Short exercise: Swap each "instance" in the listing below for "occurrence", leave every other part of the listing unchanged, and omit the pictures.

--- START OF Data for the task ---

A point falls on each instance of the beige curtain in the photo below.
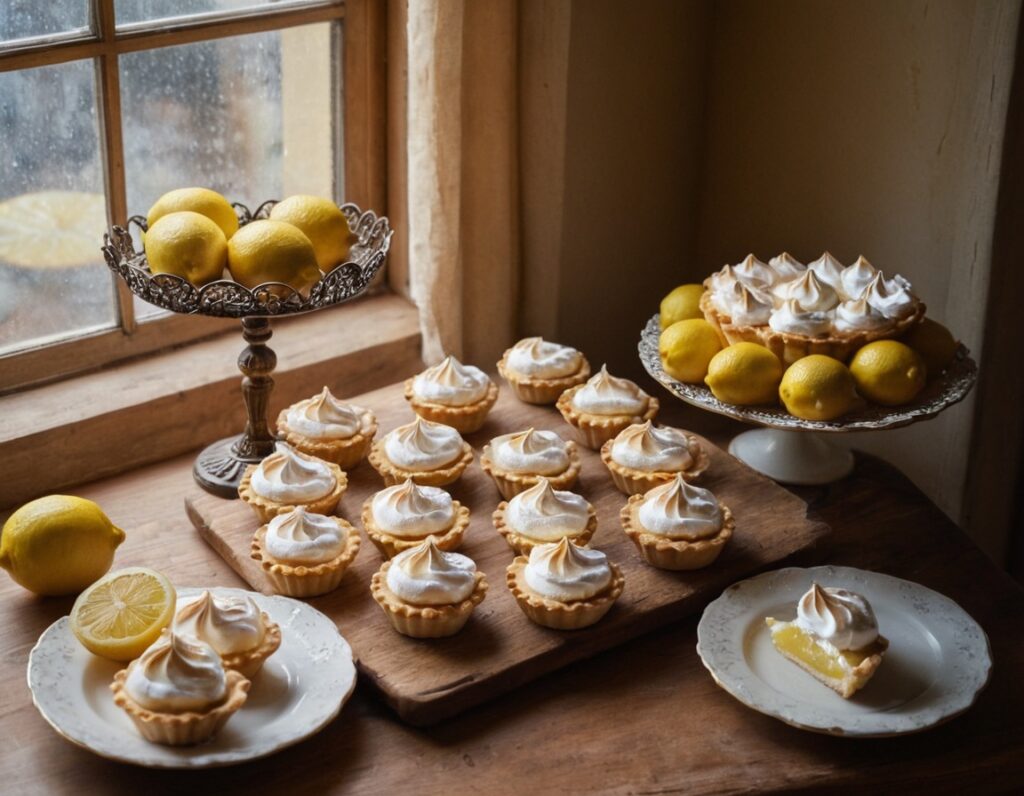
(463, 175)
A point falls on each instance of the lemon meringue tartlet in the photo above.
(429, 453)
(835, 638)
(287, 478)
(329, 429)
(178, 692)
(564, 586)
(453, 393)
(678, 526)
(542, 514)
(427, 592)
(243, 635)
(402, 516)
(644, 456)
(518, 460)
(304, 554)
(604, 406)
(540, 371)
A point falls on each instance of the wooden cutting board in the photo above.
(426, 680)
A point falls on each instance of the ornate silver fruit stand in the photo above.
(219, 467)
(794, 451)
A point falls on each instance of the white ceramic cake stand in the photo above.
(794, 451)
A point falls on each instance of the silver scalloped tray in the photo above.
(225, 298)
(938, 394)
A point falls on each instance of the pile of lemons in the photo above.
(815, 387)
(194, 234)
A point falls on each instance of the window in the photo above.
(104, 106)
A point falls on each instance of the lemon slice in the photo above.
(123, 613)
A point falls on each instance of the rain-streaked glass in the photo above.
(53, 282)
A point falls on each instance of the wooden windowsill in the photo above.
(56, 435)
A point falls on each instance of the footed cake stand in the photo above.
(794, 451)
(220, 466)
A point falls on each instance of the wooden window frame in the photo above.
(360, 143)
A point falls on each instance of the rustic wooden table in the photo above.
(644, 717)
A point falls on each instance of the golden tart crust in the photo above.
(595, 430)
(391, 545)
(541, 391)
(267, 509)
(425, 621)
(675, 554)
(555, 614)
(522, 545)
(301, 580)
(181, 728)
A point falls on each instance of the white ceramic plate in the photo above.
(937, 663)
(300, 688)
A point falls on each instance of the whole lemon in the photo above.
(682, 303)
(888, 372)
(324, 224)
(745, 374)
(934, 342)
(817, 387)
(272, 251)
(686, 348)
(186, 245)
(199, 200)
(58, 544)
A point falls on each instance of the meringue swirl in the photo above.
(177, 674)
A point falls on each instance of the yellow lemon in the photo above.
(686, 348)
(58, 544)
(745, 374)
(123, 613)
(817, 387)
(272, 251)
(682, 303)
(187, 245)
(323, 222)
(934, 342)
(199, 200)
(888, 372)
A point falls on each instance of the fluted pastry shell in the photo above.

--- END OF Data for the task ---

Solution to the exercise:
A point falls on each occurrence of the beige curtain in the photo below.
(463, 175)
A point falls on each occurrence of the lemon meringue tartlet in the photo above.
(429, 453)
(835, 638)
(287, 478)
(329, 429)
(178, 692)
(564, 586)
(453, 393)
(678, 526)
(542, 514)
(427, 592)
(243, 635)
(402, 516)
(644, 456)
(518, 460)
(304, 554)
(604, 406)
(540, 371)
A point falls on each occurrence of the wooden cutting board in the photo above.
(426, 680)
A point falls on each occurrence of the ornate silver fruit stand in the photo above.
(219, 467)
(794, 451)
A point falls on each occurrence of the white ceramic cake stand in the photo above.
(794, 451)
A point falls on each occurrence of the silver scalloped tray in the photo above.
(225, 298)
(938, 394)
A point falls on each occurrence of the pile of lemons in the photo above.
(815, 387)
(194, 234)
A point falls on each occurrence of the window in the photo above.
(104, 106)
A point falls on each occurrence of the lemon slice in the photo above.
(123, 613)
A point falls on each occurrence of the rain-streaked glass in the photo above.
(53, 282)
A point falls on each occurrence of the wooden windowsill in the photo above.
(56, 435)
A point falls on each occurrence of the footed cake stand in the photo above.
(794, 451)
(220, 466)
A point falls on each occurrence of the wooden window frame in the photo above.
(360, 143)
A point falls on each occurrence of the rustic wooden table in the photo above.
(644, 717)
A point falls on each occurrence of the golden tart crust in the photo above.
(595, 430)
(391, 545)
(541, 391)
(267, 509)
(425, 621)
(675, 554)
(555, 614)
(522, 545)
(301, 580)
(181, 728)
A point falls on each occurrence of the white ceramic plate in the photo above.
(937, 663)
(300, 688)
A point falls on each occurrence of the whole lemon in the photo above.
(682, 303)
(888, 372)
(324, 224)
(745, 374)
(934, 342)
(817, 387)
(272, 251)
(686, 348)
(186, 245)
(199, 200)
(58, 544)
A point falls on each occurrence of the meringue swirl in the photo above.
(177, 674)
A point falls on each occurrence of the yellow lemon in the photo above.
(686, 348)
(58, 544)
(745, 374)
(123, 613)
(817, 387)
(272, 251)
(682, 303)
(187, 245)
(323, 222)
(934, 342)
(199, 200)
(888, 372)
A point falls on each occurrence of the fluted pastry shell in the photo above.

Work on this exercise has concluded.